▸ **Given task**
Gather every line of the data below that contains the word "white", and copy each one unchanged.

(Records)
--- START ---

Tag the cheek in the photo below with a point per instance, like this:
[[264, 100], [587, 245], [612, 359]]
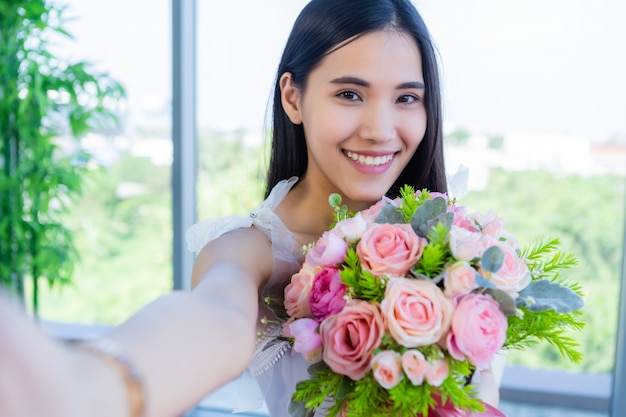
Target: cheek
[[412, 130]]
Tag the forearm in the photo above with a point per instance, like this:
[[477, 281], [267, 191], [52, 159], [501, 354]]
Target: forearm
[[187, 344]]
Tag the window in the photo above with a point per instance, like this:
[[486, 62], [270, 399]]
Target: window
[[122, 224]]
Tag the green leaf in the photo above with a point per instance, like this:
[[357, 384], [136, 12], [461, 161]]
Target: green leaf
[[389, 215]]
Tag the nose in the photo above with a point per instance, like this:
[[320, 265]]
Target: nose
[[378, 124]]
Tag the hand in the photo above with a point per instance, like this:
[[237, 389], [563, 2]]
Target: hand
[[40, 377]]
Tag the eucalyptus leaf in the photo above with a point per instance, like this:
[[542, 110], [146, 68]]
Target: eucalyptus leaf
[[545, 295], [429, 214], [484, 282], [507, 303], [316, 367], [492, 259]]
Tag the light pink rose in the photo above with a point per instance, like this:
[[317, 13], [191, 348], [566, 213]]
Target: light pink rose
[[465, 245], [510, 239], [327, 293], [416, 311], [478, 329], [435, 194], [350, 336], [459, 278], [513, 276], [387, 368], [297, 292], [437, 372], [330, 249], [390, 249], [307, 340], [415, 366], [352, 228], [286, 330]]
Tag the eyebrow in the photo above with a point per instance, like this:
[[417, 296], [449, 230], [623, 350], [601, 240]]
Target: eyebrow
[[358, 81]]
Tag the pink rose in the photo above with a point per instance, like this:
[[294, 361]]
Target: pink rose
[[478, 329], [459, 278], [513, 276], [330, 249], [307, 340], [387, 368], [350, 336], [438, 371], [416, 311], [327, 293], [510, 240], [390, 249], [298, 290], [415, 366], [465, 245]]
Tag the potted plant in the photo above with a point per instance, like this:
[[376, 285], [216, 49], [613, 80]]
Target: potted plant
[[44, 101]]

--- END ---
--- START ---

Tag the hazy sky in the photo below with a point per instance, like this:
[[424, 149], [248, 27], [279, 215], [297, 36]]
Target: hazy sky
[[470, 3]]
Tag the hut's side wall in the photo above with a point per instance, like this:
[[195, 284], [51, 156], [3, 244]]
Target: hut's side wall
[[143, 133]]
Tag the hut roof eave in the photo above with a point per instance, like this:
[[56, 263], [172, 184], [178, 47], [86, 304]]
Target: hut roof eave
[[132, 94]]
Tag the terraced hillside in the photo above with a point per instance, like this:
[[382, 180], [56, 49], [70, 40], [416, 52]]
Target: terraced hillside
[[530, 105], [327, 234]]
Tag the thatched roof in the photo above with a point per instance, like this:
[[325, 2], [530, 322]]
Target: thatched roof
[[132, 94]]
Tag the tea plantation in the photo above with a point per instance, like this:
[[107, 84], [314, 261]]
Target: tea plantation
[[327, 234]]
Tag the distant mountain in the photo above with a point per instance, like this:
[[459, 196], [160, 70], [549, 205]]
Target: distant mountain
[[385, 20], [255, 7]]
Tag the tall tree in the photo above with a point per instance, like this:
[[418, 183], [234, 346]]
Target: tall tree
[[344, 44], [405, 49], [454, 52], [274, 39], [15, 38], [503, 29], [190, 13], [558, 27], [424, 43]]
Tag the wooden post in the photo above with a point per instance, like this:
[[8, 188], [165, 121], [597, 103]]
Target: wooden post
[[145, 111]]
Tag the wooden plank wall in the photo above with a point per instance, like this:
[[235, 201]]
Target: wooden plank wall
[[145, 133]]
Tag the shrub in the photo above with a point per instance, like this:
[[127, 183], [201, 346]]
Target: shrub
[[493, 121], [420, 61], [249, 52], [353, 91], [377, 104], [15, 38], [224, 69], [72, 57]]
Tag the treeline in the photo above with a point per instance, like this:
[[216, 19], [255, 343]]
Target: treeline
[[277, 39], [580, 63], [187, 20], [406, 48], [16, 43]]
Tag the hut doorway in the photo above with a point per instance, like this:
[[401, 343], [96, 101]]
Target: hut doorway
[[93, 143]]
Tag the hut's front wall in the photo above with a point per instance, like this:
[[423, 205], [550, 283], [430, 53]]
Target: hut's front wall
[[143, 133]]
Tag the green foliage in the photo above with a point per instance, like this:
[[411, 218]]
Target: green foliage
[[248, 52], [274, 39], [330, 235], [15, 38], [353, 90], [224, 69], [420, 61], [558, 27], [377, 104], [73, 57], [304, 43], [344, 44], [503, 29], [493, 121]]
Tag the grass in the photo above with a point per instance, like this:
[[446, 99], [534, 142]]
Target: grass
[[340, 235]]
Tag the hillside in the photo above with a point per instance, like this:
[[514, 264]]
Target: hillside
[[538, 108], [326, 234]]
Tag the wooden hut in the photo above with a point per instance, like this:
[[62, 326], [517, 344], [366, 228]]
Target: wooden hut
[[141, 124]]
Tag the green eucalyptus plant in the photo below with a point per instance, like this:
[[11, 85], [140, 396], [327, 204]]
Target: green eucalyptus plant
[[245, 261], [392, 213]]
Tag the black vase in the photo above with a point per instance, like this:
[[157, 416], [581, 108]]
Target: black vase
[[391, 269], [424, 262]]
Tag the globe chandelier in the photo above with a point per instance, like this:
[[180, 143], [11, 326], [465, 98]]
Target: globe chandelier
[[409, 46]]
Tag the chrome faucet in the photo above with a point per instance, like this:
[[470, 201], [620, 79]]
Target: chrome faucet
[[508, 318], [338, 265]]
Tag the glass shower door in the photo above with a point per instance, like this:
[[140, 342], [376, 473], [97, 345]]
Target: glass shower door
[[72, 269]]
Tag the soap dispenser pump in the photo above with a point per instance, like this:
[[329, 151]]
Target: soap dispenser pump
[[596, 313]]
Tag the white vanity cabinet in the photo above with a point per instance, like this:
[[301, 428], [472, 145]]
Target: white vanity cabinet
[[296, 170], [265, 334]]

--- END ---

▸ **Written reply**
Tag the white vanity cabinet in the photo above with a point per instance, like this:
Target: white vanity cabinet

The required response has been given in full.